[Entries shown Boundary: Start]

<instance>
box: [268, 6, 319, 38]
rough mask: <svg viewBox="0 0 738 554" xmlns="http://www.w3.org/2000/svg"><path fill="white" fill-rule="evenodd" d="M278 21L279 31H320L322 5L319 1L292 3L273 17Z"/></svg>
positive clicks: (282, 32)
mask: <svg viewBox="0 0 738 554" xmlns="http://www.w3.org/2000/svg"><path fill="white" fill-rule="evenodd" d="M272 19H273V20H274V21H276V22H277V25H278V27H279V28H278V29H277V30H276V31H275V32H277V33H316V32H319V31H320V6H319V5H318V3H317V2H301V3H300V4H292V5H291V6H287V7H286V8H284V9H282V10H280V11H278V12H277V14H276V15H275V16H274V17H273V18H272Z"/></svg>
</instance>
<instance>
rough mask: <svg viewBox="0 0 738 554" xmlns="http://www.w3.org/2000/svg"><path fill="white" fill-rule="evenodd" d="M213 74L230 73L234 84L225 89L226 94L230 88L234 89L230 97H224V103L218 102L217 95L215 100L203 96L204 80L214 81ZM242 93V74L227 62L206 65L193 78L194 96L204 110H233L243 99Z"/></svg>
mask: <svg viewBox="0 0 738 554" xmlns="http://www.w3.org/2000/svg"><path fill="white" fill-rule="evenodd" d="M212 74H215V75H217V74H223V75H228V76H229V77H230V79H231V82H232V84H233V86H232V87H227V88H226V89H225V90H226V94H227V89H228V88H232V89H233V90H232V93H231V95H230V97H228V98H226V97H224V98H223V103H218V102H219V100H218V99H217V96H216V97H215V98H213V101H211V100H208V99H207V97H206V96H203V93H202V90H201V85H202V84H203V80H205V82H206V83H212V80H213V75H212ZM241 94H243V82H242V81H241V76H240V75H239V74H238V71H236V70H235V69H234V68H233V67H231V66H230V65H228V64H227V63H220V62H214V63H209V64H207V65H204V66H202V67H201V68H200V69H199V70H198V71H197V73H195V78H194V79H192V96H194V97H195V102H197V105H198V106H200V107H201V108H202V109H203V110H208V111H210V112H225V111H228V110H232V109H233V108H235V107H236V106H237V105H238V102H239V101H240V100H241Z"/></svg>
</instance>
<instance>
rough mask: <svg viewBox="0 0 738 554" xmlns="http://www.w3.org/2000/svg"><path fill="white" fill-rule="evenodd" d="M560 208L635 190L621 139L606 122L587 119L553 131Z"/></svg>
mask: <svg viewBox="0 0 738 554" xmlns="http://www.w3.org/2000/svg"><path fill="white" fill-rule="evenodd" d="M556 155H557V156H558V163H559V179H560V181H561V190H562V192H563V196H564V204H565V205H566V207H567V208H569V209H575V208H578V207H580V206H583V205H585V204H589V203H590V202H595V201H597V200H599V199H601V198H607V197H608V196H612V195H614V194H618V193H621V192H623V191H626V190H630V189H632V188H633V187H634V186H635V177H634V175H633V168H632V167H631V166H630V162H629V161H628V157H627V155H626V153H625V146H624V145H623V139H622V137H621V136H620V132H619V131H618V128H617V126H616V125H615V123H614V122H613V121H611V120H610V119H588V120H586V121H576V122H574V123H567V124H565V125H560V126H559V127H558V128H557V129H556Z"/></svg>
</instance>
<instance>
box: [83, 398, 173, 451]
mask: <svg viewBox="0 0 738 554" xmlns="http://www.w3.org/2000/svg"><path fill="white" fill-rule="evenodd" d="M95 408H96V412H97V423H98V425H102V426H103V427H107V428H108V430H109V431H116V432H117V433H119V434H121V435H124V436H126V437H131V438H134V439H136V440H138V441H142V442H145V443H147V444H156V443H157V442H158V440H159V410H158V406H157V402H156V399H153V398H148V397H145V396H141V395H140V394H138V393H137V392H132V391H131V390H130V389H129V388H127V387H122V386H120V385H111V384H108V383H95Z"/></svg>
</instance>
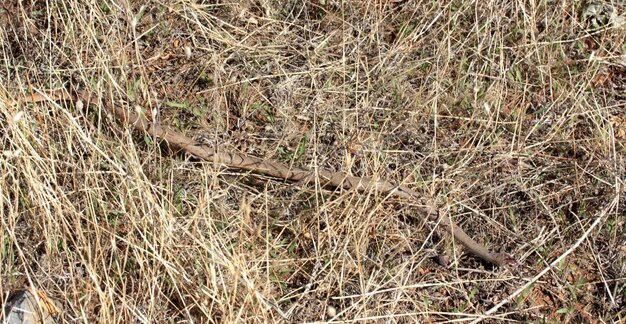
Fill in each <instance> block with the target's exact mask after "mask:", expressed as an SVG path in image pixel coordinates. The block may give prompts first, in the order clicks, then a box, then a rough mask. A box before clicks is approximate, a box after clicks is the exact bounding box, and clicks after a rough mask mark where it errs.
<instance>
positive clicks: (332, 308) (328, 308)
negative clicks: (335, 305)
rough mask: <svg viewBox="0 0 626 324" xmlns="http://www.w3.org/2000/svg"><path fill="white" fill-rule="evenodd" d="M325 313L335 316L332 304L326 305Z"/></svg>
mask: <svg viewBox="0 0 626 324" xmlns="http://www.w3.org/2000/svg"><path fill="white" fill-rule="evenodd" d="M326 314H328V316H329V317H335V316H337V309H336V308H335V307H334V306H331V305H328V307H327V308H326Z"/></svg>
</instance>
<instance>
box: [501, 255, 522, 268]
mask: <svg viewBox="0 0 626 324" xmlns="http://www.w3.org/2000/svg"><path fill="white" fill-rule="evenodd" d="M496 259H497V261H498V265H500V266H503V265H504V266H507V267H512V268H513V267H516V266H518V265H519V263H518V262H517V260H516V259H515V257H514V256H512V255H510V254H508V253H504V252H500V253H498V254H497V256H496Z"/></svg>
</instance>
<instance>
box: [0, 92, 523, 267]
mask: <svg viewBox="0 0 626 324" xmlns="http://www.w3.org/2000/svg"><path fill="white" fill-rule="evenodd" d="M47 100H53V101H57V100H73V101H76V102H78V101H82V102H83V103H85V104H101V105H102V106H104V107H105V109H107V110H108V111H109V112H110V113H112V114H113V115H115V116H116V117H117V119H118V120H119V121H120V122H122V123H124V124H127V125H131V126H133V127H134V128H135V129H136V130H139V131H144V132H146V133H148V134H150V135H152V136H154V137H158V138H161V139H163V140H164V141H166V142H167V143H169V144H170V145H172V146H174V147H178V148H180V149H183V150H185V151H186V152H188V153H190V154H192V155H194V156H196V157H198V158H201V159H203V160H206V161H209V162H214V163H216V164H223V165H225V166H227V167H229V168H233V169H239V170H245V171H251V172H255V173H259V174H263V175H267V176H270V177H274V178H277V179H282V180H289V181H294V182H299V181H308V180H310V179H313V177H315V176H316V175H317V176H318V177H319V179H320V182H323V183H325V184H327V185H328V186H331V187H335V188H342V189H346V190H350V189H353V190H357V191H359V192H364V191H367V190H376V191H378V192H383V193H388V194H393V195H397V196H400V197H403V198H407V199H413V200H417V201H420V200H421V198H422V197H421V195H420V194H419V193H417V192H415V191H413V190H411V189H410V188H408V187H406V186H402V185H394V184H392V183H390V182H388V181H380V180H373V179H371V178H365V177H363V178H361V177H353V176H349V175H347V174H346V173H343V172H331V171H327V170H321V169H320V170H317V171H312V170H309V169H306V168H302V167H288V166H286V165H284V164H281V163H279V162H275V161H272V160H266V159H261V158H258V157H254V156H249V155H245V154H242V153H237V152H222V151H216V150H215V149H214V148H212V147H210V146H208V145H206V144H202V143H199V142H197V141H195V140H193V139H191V138H189V137H187V136H185V135H182V134H180V133H178V132H177V131H175V130H173V129H171V128H168V127H166V126H163V125H161V124H159V123H155V122H151V121H149V120H148V119H147V118H146V117H145V116H143V115H141V114H138V113H136V112H132V111H129V110H128V109H125V108H122V107H119V106H115V105H112V104H108V103H105V102H104V101H102V100H99V99H98V97H96V96H91V95H89V94H88V93H86V92H79V93H76V94H70V93H68V92H66V91H63V90H60V91H54V92H51V93H46V94H39V93H35V94H32V95H31V96H30V98H27V99H26V100H24V101H27V102H42V101H47ZM15 103H17V102H13V103H10V105H13V104H15ZM440 222H441V223H442V224H443V225H444V227H446V228H447V229H448V230H449V231H450V232H451V233H452V235H453V236H454V238H456V239H457V240H458V241H459V242H461V244H463V245H464V246H465V247H466V248H467V249H468V250H469V251H470V252H471V253H473V254H474V255H476V256H478V257H479V258H481V259H483V260H485V261H487V262H490V263H492V264H494V265H496V266H502V265H509V266H514V265H516V263H517V262H516V261H515V259H514V258H513V257H512V256H511V255H509V254H507V253H491V252H489V250H487V248H485V247H484V246H483V245H481V244H478V243H477V242H476V241H474V240H473V239H472V238H471V237H469V236H468V235H467V234H466V233H465V231H463V229H461V228H460V227H459V226H457V225H456V224H455V223H454V222H453V221H452V220H450V219H449V218H448V217H441V220H440Z"/></svg>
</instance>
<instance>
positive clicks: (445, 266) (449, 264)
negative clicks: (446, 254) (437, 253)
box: [436, 254, 450, 267]
mask: <svg viewBox="0 0 626 324" xmlns="http://www.w3.org/2000/svg"><path fill="white" fill-rule="evenodd" d="M436 260H437V263H439V265H440V266H442V267H447V266H449V265H450V257H449V256H447V255H445V254H440V255H438V256H437V257H436Z"/></svg>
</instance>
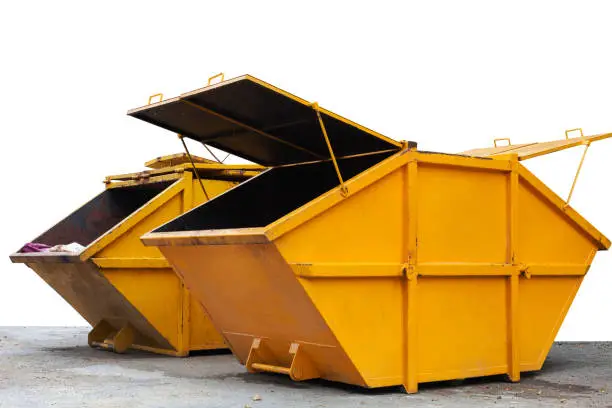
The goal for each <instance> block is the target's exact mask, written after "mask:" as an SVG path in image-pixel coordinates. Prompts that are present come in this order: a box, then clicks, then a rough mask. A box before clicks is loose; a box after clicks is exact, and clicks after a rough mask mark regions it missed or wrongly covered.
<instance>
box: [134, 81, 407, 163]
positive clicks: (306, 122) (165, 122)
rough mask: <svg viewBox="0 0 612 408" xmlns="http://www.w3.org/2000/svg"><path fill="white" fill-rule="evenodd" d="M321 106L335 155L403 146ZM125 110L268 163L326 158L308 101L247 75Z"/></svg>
mask: <svg viewBox="0 0 612 408" xmlns="http://www.w3.org/2000/svg"><path fill="white" fill-rule="evenodd" d="M319 111H320V113H321V116H322V119H323V122H324V124H325V128H326V129H327V133H328V136H329V139H330V142H331V145H332V147H333V150H334V154H335V155H336V156H337V157H344V156H351V155H356V154H363V153H372V152H377V151H385V150H390V149H398V150H399V148H401V144H400V143H399V142H397V141H395V140H393V139H390V138H388V137H386V136H383V135H381V134H379V133H377V132H374V131H372V130H370V129H367V128H365V127H363V126H360V125H358V124H356V123H354V122H351V121H350V120H348V119H345V118H343V117H341V116H339V115H336V114H334V113H332V112H330V111H328V110H326V109H323V108H319ZM128 115H130V116H133V117H135V118H138V119H141V120H144V121H146V122H149V123H152V124H154V125H157V126H160V127H162V128H165V129H168V130H170V131H173V132H176V133H180V134H182V135H184V136H186V137H189V138H191V139H194V140H197V141H200V142H202V143H206V144H207V145H210V146H213V147H216V148H218V149H221V150H224V151H226V152H229V153H232V154H234V155H236V156H240V157H243V158H245V159H247V160H250V161H253V162H255V163H259V164H263V165H266V166H275V165H282V164H290V163H301V162H308V161H314V160H322V159H329V158H330V154H329V150H328V148H327V145H326V143H325V139H324V138H323V135H322V133H321V128H320V125H319V122H318V119H317V116H316V112H315V110H314V109H313V107H312V105H311V104H310V103H309V102H307V101H305V100H303V99H301V98H298V97H296V96H294V95H291V94H290V93H288V92H285V91H283V90H281V89H279V88H276V87H274V86H272V85H270V84H268V83H266V82H264V81H261V80H259V79H257V78H254V77H252V76H250V75H244V76H241V77H237V78H234V79H230V80H227V81H223V82H221V83H218V84H214V85H210V86H207V87H205V88H201V89H198V90H195V91H192V92H188V93H185V94H182V95H181V96H179V97H176V98H172V99H168V100H165V101H161V102H157V103H155V104H151V105H147V106H143V107H141V108H137V109H132V110H130V111H129V112H128Z"/></svg>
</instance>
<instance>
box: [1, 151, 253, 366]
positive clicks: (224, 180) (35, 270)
mask: <svg viewBox="0 0 612 408" xmlns="http://www.w3.org/2000/svg"><path fill="white" fill-rule="evenodd" d="M197 161H198V164H197V165H196V166H197V169H198V172H199V174H200V177H201V178H202V182H203V185H204V187H205V189H206V192H207V194H208V195H209V196H210V197H214V196H217V195H218V194H221V193H223V192H224V191H226V190H228V189H230V188H232V187H234V186H236V185H238V184H239V182H241V181H243V180H245V179H247V178H248V177H250V176H252V175H253V174H256V173H257V172H259V169H260V168H259V166H226V165H220V164H218V163H210V162H208V163H206V162H203V161H202V160H201V159H200V160H197ZM147 165H148V166H150V167H152V168H155V169H154V170H148V171H144V172H140V173H132V174H123V175H117V176H109V177H107V179H106V181H105V183H106V190H105V191H104V192H102V193H101V194H100V195H98V196H97V197H95V198H93V199H92V200H91V201H89V202H88V203H87V204H85V205H84V206H83V207H81V208H79V209H78V210H76V211H75V212H74V213H72V214H71V215H69V216H68V217H67V218H65V219H64V220H62V221H60V222H59V223H58V224H57V225H55V226H54V227H52V228H51V229H50V230H48V231H47V232H45V233H44V234H42V235H41V236H39V237H38V238H36V239H35V240H34V241H33V242H37V243H43V244H48V245H51V246H52V245H57V244H68V243H71V242H77V243H79V244H81V245H84V246H85V249H84V250H82V251H81V252H80V253H68V252H39V253H19V252H18V253H14V254H12V255H11V260H12V261H13V262H15V263H25V264H26V265H27V266H28V267H30V268H31V269H32V270H34V271H35V272H36V273H37V274H38V275H39V276H40V277H41V278H42V279H43V280H44V281H45V282H46V283H47V284H49V285H50V286H51V287H52V288H53V289H54V290H55V291H56V292H57V293H59V294H60V296H62V297H63V298H64V300H66V301H67V302H68V303H69V304H70V305H71V306H72V307H73V308H74V309H75V310H76V311H77V312H78V313H79V314H80V315H81V316H82V317H83V318H84V319H85V320H87V322H89V323H90V324H91V325H92V326H93V329H92V330H91V332H90V333H89V336H88V342H89V344H90V345H91V346H92V347H98V348H102V349H107V350H113V351H115V352H119V353H122V352H125V351H126V350H127V349H128V348H136V349H141V350H146V351H151V352H156V353H161V354H169V355H175V356H186V355H188V354H189V352H190V351H194V350H206V349H218V348H225V347H226V345H225V344H224V342H223V338H222V337H221V336H220V335H219V334H218V333H217V331H216V330H215V329H214V327H213V326H212V323H211V322H210V320H209V318H208V317H207V316H206V314H205V313H204V311H203V310H202V308H201V307H200V306H199V304H198V303H197V302H195V301H194V300H193V299H192V297H191V295H190V293H189V291H188V290H187V289H185V287H184V285H183V283H182V282H181V281H180V280H179V279H178V278H177V276H176V274H175V273H174V272H173V271H172V269H171V268H170V266H169V264H168V262H167V261H166V260H165V259H164V258H163V256H162V255H161V253H160V252H159V251H158V250H156V249H155V248H147V247H145V246H143V245H142V243H141V242H140V240H139V237H140V236H141V235H142V234H143V233H144V232H146V231H148V230H150V229H152V228H155V227H156V226H159V225H161V224H163V223H164V222H166V221H168V220H170V219H172V218H174V217H176V216H178V215H179V214H182V213H184V212H185V211H188V210H190V209H191V208H193V207H195V206H197V205H199V204H201V203H202V202H204V201H206V198H205V195H204V192H203V191H202V189H201V187H200V184H199V183H198V181H197V180H196V177H194V173H193V170H192V169H191V167H188V165H187V164H186V163H185V157H183V155H172V156H165V157H160V158H157V159H156V160H153V161H151V162H148V163H147ZM164 166H169V167H164Z"/></svg>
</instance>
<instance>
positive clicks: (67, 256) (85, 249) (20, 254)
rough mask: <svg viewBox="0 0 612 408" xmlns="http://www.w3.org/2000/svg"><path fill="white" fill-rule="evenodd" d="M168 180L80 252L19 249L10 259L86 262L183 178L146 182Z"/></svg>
mask: <svg viewBox="0 0 612 408" xmlns="http://www.w3.org/2000/svg"><path fill="white" fill-rule="evenodd" d="M169 181H170V182H169ZM168 182H169V184H168V185H167V186H166V188H164V189H163V190H161V191H160V192H159V193H158V194H156V195H155V196H153V197H152V198H151V199H150V200H148V201H147V202H145V203H144V204H142V205H141V206H140V207H138V208H136V209H134V210H133V211H132V212H131V213H130V214H129V215H128V216H127V217H125V218H123V219H122V220H121V221H119V222H118V223H116V224H115V225H113V226H112V227H111V228H110V229H108V230H106V231H104V232H103V233H102V234H101V235H99V236H98V237H97V238H96V239H94V240H93V241H91V242H90V243H89V244H88V245H87V246H86V247H85V248H84V249H83V250H81V251H80V252H74V253H73V252H70V253H68V252H54V253H49V252H38V253H36V252H35V253H27V252H19V250H17V251H15V252H13V253H12V254H11V255H10V256H9V257H10V259H11V261H12V262H13V263H27V262H50V261H52V262H55V263H74V262H84V261H87V260H88V259H90V258H92V257H93V256H94V255H95V254H96V253H98V252H100V251H101V250H102V249H104V248H105V247H106V245H107V244H103V245H100V244H101V242H102V243H103V240H105V239H106V238H107V237H109V236H111V235H115V234H120V233H123V232H122V231H121V228H122V225H123V224H125V223H126V222H129V220H130V219H131V218H132V219H133V217H134V216H135V215H136V214H139V213H140V212H141V211H142V209H143V208H145V207H147V206H149V205H150V204H151V203H152V202H153V201H156V200H160V199H161V197H162V196H164V195H168V194H172V195H173V194H174V192H175V190H177V189H178V188H180V187H181V184H182V182H183V181H182V180H181V178H178V179H176V180H154V181H151V182H149V183H146V184H156V183H168ZM133 186H135V185H127V186H125V187H128V188H129V187H133ZM123 187H124V186H121V187H120V188H123ZM111 189H112V187H110V188H109V187H107V188H106V189H105V190H103V191H101V192H100V193H99V194H97V195H96V196H95V197H94V198H93V199H92V200H94V199H95V198H97V197H99V196H101V195H102V194H104V193H106V192H107V191H109V190H111ZM92 200H89V201H87V202H86V203H85V204H83V205H81V206H80V207H78V208H76V209H75V210H74V211H72V212H71V213H70V214H68V215H67V216H65V217H63V218H62V219H61V220H59V221H58V222H56V223H55V224H54V225H53V226H51V227H50V228H48V229H47V230H46V231H44V232H43V233H42V234H39V236H42V235H44V234H46V233H47V232H49V231H51V230H53V229H54V228H55V227H57V226H59V224H61V223H62V222H63V221H64V220H67V219H68V218H70V217H72V216H73V215H74V214H75V213H76V212H77V211H79V210H80V209H81V208H83V207H84V206H85V205H87V203H89V202H90V201H92ZM153 211H154V210H153ZM58 244H67V243H58ZM56 245H57V244H56Z"/></svg>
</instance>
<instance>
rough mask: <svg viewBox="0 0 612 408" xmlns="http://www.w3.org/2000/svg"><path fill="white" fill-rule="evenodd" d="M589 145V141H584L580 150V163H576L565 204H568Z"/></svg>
mask: <svg viewBox="0 0 612 408" xmlns="http://www.w3.org/2000/svg"><path fill="white" fill-rule="evenodd" d="M590 145H591V142H590V141H589V142H586V143H585V146H584V151H583V152H582V157H581V158H580V164H578V169H577V170H576V175H575V176H574V182H573V183H572V188H570V193H569V195H568V196H567V201H566V202H565V205H569V200H571V199H572V194H573V193H574V188H575V187H576V181H578V175H579V174H580V170H581V169H582V164H583V163H584V158H585V156H586V152H587V151H588V150H589V146H590Z"/></svg>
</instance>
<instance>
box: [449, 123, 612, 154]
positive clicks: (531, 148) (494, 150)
mask: <svg viewBox="0 0 612 408" xmlns="http://www.w3.org/2000/svg"><path fill="white" fill-rule="evenodd" d="M575 130H578V129H575ZM579 130H580V132H581V133H582V129H579ZM566 134H567V133H566ZM610 137H612V133H602V134H600V135H591V136H581V137H573V138H566V139H560V140H553V141H550V142H539V143H522V144H518V145H513V144H508V145H506V146H497V145H496V146H494V147H485V148H480V149H471V150H466V151H465V152H463V153H461V154H465V155H468V156H476V157H492V156H498V155H502V154H508V153H515V154H516V155H517V156H518V160H519V161H522V160H527V159H531V158H534V157H538V156H542V155H545V154H550V153H554V152H558V151H560V150H565V149H569V148H572V147H576V146H582V145H589V144H591V143H592V142H597V141H599V140H604V139H608V138H610ZM497 140H499V139H497ZM505 140H507V141H508V142H509V141H510V139H505Z"/></svg>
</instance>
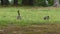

[Entries shown Boundary: End]

• _Problem description_: Reproduce exactly the lines from the one with "box: [449, 123, 612, 154]" to the bottom of the listing, both ends included, and nothing else. Skip the pictures.

• _Answer to the exercise_:
box: [449, 123, 612, 154]
positive clicks: (531, 148) (494, 150)
mask: <svg viewBox="0 0 612 408" xmlns="http://www.w3.org/2000/svg"><path fill="white" fill-rule="evenodd" d="M575 130H578V129H575ZM579 130H580V132H581V133H582V129H579ZM566 134H567V133H566ZM610 137H612V133H602V134H600V135H591V136H581V137H573V138H566V139H560V140H553V141H550V142H539V143H522V144H518V145H513V144H508V145H506V146H497V145H496V146H494V147H485V148H480V149H471V150H466V151H465V152H463V153H461V154H465V155H468V156H476V157H492V156H498V155H502V154H508V153H515V154H516V155H517V156H518V160H519V161H522V160H527V159H531V158H534V157H538V156H542V155H545V154H550V153H554V152H558V151H560V150H565V149H569V148H572V147H576V146H582V145H589V144H591V143H592V142H597V141H599V140H604V139H608V138H610ZM497 140H499V139H497ZM505 140H507V141H508V142H509V141H510V139H505Z"/></svg>
</instance>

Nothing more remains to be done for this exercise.